Referring expression pointing data
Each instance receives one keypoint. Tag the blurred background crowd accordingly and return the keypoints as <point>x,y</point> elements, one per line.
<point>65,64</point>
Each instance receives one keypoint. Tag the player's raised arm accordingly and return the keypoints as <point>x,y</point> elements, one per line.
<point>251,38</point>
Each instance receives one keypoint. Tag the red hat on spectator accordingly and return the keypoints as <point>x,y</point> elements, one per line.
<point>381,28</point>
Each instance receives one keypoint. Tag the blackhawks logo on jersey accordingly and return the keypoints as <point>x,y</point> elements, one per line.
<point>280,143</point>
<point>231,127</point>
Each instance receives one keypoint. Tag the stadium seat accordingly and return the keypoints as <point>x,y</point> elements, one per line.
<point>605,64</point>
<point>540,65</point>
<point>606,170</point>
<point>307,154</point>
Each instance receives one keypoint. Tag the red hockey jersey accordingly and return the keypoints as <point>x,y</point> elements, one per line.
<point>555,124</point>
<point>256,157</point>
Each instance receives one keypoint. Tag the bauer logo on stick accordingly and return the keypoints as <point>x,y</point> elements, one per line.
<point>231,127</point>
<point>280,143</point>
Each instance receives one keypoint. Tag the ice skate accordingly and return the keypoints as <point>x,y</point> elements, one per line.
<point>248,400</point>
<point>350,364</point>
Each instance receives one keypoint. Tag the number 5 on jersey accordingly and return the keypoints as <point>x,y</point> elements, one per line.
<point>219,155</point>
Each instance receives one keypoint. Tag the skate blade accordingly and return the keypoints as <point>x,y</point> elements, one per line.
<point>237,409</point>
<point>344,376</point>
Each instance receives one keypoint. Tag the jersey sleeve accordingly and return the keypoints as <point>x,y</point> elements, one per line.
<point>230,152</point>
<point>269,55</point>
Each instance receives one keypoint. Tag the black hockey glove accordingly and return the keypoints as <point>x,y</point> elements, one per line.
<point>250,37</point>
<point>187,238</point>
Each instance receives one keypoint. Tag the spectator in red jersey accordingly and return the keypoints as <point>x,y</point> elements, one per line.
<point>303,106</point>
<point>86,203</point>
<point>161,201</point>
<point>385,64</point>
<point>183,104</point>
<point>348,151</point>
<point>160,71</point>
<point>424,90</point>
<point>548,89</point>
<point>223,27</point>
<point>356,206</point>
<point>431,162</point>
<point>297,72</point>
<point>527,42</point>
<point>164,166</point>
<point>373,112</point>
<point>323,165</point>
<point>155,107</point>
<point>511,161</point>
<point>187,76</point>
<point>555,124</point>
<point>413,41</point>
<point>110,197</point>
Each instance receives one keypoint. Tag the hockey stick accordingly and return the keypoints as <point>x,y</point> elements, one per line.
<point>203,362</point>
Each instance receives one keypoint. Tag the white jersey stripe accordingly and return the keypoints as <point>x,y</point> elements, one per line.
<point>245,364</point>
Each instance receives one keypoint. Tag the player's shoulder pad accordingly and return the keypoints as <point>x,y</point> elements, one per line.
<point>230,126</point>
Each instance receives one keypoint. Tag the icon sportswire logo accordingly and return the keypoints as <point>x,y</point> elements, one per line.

Work order: Copy the records above exactly, leaving nothing out.

Your solution:
Each instance receives one keypoint. Tag the blurred background crowd accordingly and return the keypoints as <point>x,y</point> elements, one per line.
<point>65,64</point>
Each instance receives one keypoint. Tag the player's raised arm accordingly and return the keypoints as <point>x,y</point> elements, one per line.
<point>251,38</point>
Each instance receives one keypoint. Tag the red hat on spectator accordingly and return the keypoints as <point>x,y</point> elements, one per line.
<point>381,28</point>
Each instance receives one keypoint. Tag the blackhawks logo on jersey accordingly and return the keypoints as <point>x,y</point> elements, one per line.
<point>280,143</point>
<point>231,127</point>
Each instance receives one keypoint. Tag the stadium seat accordingly and return the keypoints as <point>x,y</point> elements, one per line.
<point>605,64</point>
<point>540,65</point>
<point>606,170</point>
<point>307,154</point>
Each instance receives one keypoint. Tag the red hockey jersey accordingly and return the keypoints as <point>x,y</point> elements, one per line.
<point>555,124</point>
<point>256,157</point>
Each instance receives one keypoint. Tag the bauer logo on stick accordingly and return the keypoints as <point>x,y</point> elements, one per line.
<point>231,127</point>
<point>280,143</point>
Each instance receives one keypoint. Tag the ice skate accordingly and return the keypoints as <point>x,y</point> elements, one per line.
<point>248,400</point>
<point>350,364</point>
Each instance receives one keypoint. Tag the number 5 on jersey accordingly and return the keypoints as <point>x,y</point> elements, one per line.
<point>219,155</point>
Each instance receives one keypoint. Tag the skate blade accordingly and return the keypoints as <point>x,y</point> elements, one per line.
<point>237,409</point>
<point>344,376</point>
Each instance receives one keypoint. Tag the jersey sleeve accordingly and return the keypoints as <point>x,y</point> elements, one per line.
<point>230,152</point>
<point>269,55</point>
Each instance receives one keypoint. Tag the black hockey glove accordingly and return the keypoints as <point>x,y</point> elements, one per line.
<point>250,37</point>
<point>187,238</point>
Each instance receives one keypoint. Tag the spectator in red jersey accordingly and return the keypoints as <point>x,y</point> elements, one per line.
<point>303,106</point>
<point>86,203</point>
<point>161,201</point>
<point>385,64</point>
<point>183,104</point>
<point>348,151</point>
<point>160,71</point>
<point>424,90</point>
<point>548,89</point>
<point>223,27</point>
<point>356,206</point>
<point>431,162</point>
<point>297,72</point>
<point>527,42</point>
<point>164,166</point>
<point>373,112</point>
<point>323,165</point>
<point>155,107</point>
<point>511,161</point>
<point>187,76</point>
<point>555,124</point>
<point>413,41</point>
<point>110,197</point>
Each instance receives one keypoint. Tag the hockey stick accordingly and return the keypoints as <point>x,y</point> elements, one per line.
<point>203,362</point>
Each instance receives one keypoint. Tag the white jersey stripe accordingly and return the keypoints as <point>x,y</point> elements, one per line.
<point>245,364</point>
Each instance receives one keypoint. Tag the player's shoulder pad accordingly and return the keypoints as <point>x,y</point> elements, one per line.
<point>230,126</point>
Each instance receives one keypoint. Tag the icon sportswire logo accordingly and return the keypoints as <point>x,y</point> elements, one per line.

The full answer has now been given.